## 原文
# # # # #

昨年(1997年)、立て続けに2件の女性の過労疾患の事件を受任した。
一 1件は、昨年職員の水増しによる診療報酬の不正受給で理事長が逮捕された安田系三病院のうち、大阪円生病院でヘルパーをしていたNさん(発症当時53歳)である。
Nさんは午前8時から翌朝午前10時までの26時間勤務し、その翌日の午前八時に再び出勤する。休日は全くなく、一階を担当する4人のヘルパーが2人ずつ交代で30人の患者の面倒をみ、予備の人員が全くいないため、どんなに体がしんどくても休めない。仕事は患者の着替えや食事の介助、おしめの取り替えなどの本来の業務のほか、看護婦不足のために本来なら看護婦が行う床ずれの消毒や検温、酸素吸入、更には院内の警備巡回やトイレの掃除までさせられていた。仮眠室や休憩室はなく、休憩時間や食事時間もなかった。空調設備はあったが動かすことが禁じられ、夏は猛暑、冬は極寒の中での業務であった。また、新聞でも報じられたが、患者が亡くなったり減ったりすると「互助会費」の名目で、ただでさえ少ない給料から「罰金」が差し引かれていた。
Nさんは昨年2月17日未明、病院のトイレで脳梗塞を発症し、失語症と右半身マヒの重い後遺障害が残っている。
息子さんから相談を受けた私たちは直ちに弁護団を組み(片山文雄、当事務所の蒲田弁護士との3名)、97年8月、大阪南労働基準監督署に労災申請を行った。その後病院の資料がほとんど警察に押収され、更に病院が閉鎖されたが、元同僚のヘルパーの方の陳述書や息子さんの陳述書を提出するなどして労基署と交渉している。
二 もう1件は、生鮮食料品等の加工販売会社で経理課長をしていたSさん(発症当時48歳)である。
この会社はMという人物のワンマン会社で、いくつものトンネル会社があった。Sさんはその不明朗な経理全般をさせられ、またMの秘書的な立場で苦情の処理や借金の取立てに対する対応までさせられていた。毎日午前9時~10時に家を出、帰宅は深夜11時~午前2時半にも及び、徹夜もしばしばであった。土曜日や日曜日もほとんど出勤し、更に自宅に持ち帰ってワープロを打ったりしていた。

# # # # #

## 記録一覧

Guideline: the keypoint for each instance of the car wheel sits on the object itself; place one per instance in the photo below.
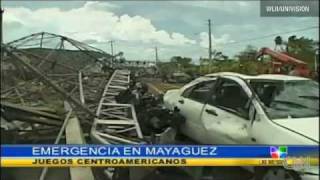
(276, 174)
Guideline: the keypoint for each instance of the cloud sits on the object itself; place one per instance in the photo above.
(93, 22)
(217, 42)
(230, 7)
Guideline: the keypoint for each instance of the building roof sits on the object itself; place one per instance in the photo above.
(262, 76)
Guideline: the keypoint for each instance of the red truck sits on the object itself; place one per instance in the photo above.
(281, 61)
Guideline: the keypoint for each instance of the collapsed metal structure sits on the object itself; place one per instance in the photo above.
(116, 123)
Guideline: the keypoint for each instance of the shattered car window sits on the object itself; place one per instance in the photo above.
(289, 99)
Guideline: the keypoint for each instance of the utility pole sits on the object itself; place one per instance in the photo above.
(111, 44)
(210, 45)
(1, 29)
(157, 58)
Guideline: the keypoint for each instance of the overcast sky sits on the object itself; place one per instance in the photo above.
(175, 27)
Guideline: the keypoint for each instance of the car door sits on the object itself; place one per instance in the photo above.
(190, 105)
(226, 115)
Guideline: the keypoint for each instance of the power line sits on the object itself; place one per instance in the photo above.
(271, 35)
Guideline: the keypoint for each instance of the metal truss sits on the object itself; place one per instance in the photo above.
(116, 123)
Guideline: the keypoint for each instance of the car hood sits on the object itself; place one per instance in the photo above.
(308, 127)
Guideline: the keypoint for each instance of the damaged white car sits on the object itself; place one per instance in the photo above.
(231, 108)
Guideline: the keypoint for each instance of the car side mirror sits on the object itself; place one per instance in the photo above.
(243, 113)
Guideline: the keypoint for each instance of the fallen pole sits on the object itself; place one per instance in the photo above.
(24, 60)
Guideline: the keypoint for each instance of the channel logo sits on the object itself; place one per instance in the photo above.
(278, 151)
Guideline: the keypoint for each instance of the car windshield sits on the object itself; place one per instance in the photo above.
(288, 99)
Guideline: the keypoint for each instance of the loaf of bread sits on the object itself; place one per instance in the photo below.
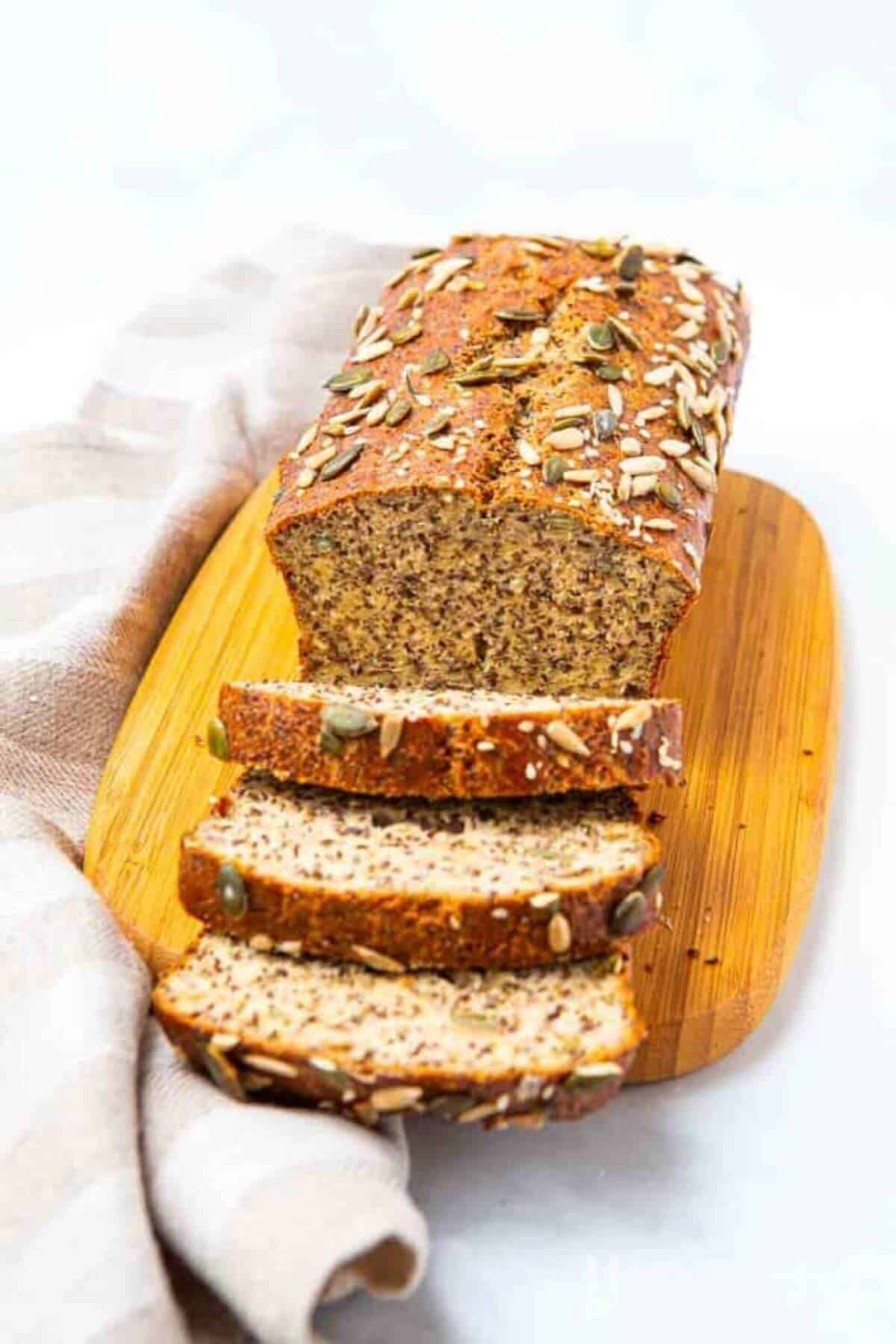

# # # # #

## 課題
原文の「昨年(1997年)、立て続けに2件の女性の過労疾患の事件を受任した。」から「どして労基署と交渉している。」までを、「ヘルパー」を「介護助手」に置き換えて書き直す。

## 解答
昨年(1997年)、立て続けに2件の女性の過労疾患の事件を受任した。
一 1件は、昨年職員の水増しによる診療報酬の不正受給で理事長が逮捕された安田系三病院のうち、大阪円生病院で介護助手をしていたNさん(発症当時53歳)である。
Nさんは午前8時から翌朝午前10時までの26時間勤務し、その翌日の午前八時に再び出勤する。休日は全くなく、一階を担当する4人の介護助手が2人ずつ交代で30人の患者の面倒をみ、予備の人員が全くいないため、どんなに体がしんどくても休めない。仕事は患者の着替えや食事の介助、おしめの取り替えなどの本来の業務のほか、看護婦不足のために本来なら看護婦が行う床ずれの消毒や検温、酸素吸入、更には院内の警備巡回やトイレの掃除までさせられていた。仮眠室や休憩室はなく、休憩時間や食事時間もなかった。空調設備はあったが動かすことが禁じられ、夏は猛暑、冬は極寒の中での業務であった。また、新聞でも報じられたが、患者が亡くなったり減ったりすると「互助会費」の名目で、ただでさえ少ない給料から「罰金」が差し引かれていた。
Nさんは昨年2月17日未明、病院のトイレで脳梗塞を発症し、失語症と右半身マヒの重い後遺障害が残っている。
息子さんから相談を受けた私たちは直ちに弁護団を組み(片山文雄、当事務所の蒲田弁護士との3名)、97年8月、大阪南労働基準監督署に労災申請を行った。その後病院の資料がほとんど警察に押収され、更に病院が閉鎖されたが、元同僚の介護助手の方の陳述書や息子さんの陳述書を提出するなどして労基署と交渉している。